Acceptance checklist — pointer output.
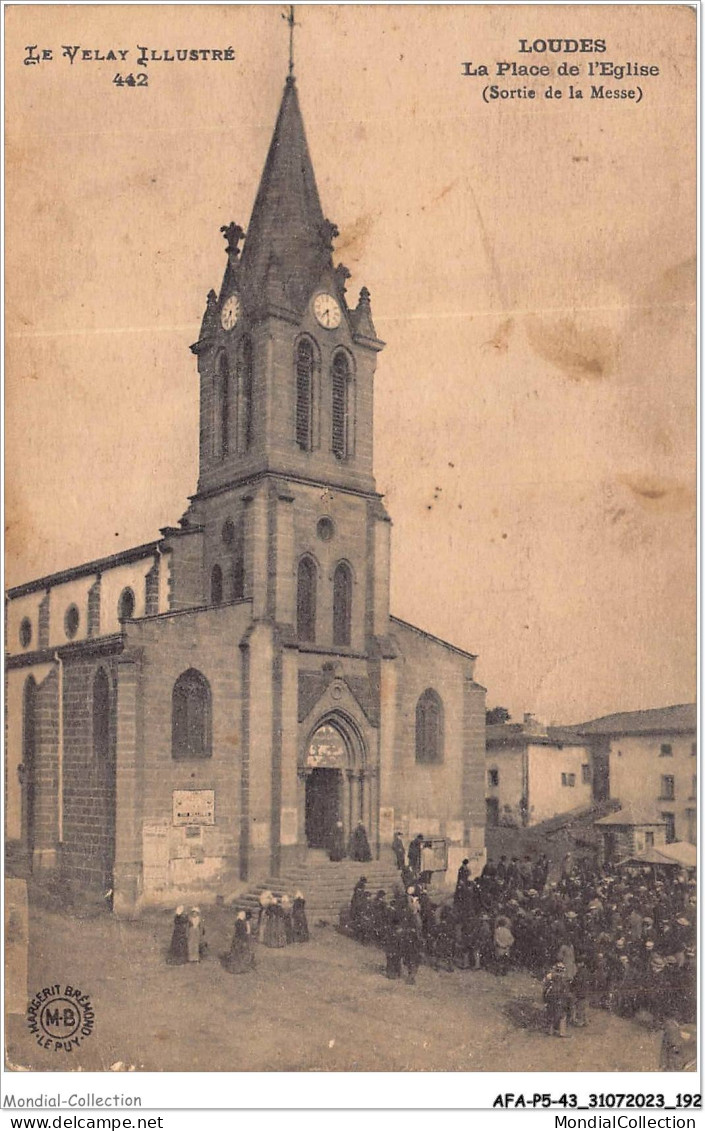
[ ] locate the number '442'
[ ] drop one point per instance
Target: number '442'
(130, 80)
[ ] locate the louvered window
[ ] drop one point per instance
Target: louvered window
(304, 395)
(246, 393)
(342, 604)
(341, 379)
(306, 601)
(223, 394)
(216, 585)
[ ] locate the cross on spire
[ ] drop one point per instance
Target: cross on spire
(290, 19)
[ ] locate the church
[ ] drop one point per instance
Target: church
(199, 711)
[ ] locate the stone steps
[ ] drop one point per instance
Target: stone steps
(326, 886)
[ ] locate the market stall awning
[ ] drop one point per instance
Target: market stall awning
(678, 854)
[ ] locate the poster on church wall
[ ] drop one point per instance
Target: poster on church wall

▸ **What you should do**: Set down exactly what runs from the line containing "[ ] locate the poster on church wall" through the last line above, both lines included.

▸ **Solution to this problem**:
[ ] locate the poster on church wall
[ ] drop one point per instance
Target: poster on church wall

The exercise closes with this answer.